■ RECORDS FOR THIS TASK
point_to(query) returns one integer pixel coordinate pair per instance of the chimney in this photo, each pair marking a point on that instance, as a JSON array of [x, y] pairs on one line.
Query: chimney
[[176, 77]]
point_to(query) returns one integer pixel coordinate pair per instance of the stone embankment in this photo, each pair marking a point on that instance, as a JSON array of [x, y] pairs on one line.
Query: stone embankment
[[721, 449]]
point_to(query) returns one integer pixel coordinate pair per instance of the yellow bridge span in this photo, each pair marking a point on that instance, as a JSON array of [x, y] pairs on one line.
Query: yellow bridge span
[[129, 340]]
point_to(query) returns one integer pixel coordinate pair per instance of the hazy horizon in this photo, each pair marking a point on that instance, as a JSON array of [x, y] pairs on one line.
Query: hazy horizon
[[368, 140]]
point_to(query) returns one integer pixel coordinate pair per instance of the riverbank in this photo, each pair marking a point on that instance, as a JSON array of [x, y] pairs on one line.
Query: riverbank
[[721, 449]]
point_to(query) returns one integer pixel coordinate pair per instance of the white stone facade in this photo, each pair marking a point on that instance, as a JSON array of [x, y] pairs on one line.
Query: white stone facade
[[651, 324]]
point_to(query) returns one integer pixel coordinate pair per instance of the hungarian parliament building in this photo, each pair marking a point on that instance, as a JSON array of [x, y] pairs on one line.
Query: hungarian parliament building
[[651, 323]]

■ ACTION ITEM
Exact copies of the line containing "of the hazy" and of every line after it through the end of the entries are all that should be output.

■ RESULT BELOW
point_to(query) returns one integer pixel coordinate pair per instance of the hazy horizon in this photo, each pair marking a point on that instance, as a JSON array of [x, y] pairs on one line.
Query: hazy horizon
[[368, 140]]
point_to(query) returns one integer pixel coordinate pair per instance of the riverbank in this photo, each pair marking a point on that instance, as a JSON array of [x, y] pairs on one line.
Query: riverbank
[[721, 449]]
point_to(query) returns one integer pixel coordinate pair per instance of the white stone facade in this photo, each pair marking a point on that instance, as a JSON array of [x, y] pairs on one line.
Query: white stone facade
[[651, 324]]
point_to(query) returns one integer pixel coordinate pair per instance of the hungarian parliament building in this photo, each pair marking a point on that instance, as a JSON array of [x, y] pairs on one line.
Query: hungarian parliament building
[[651, 323]]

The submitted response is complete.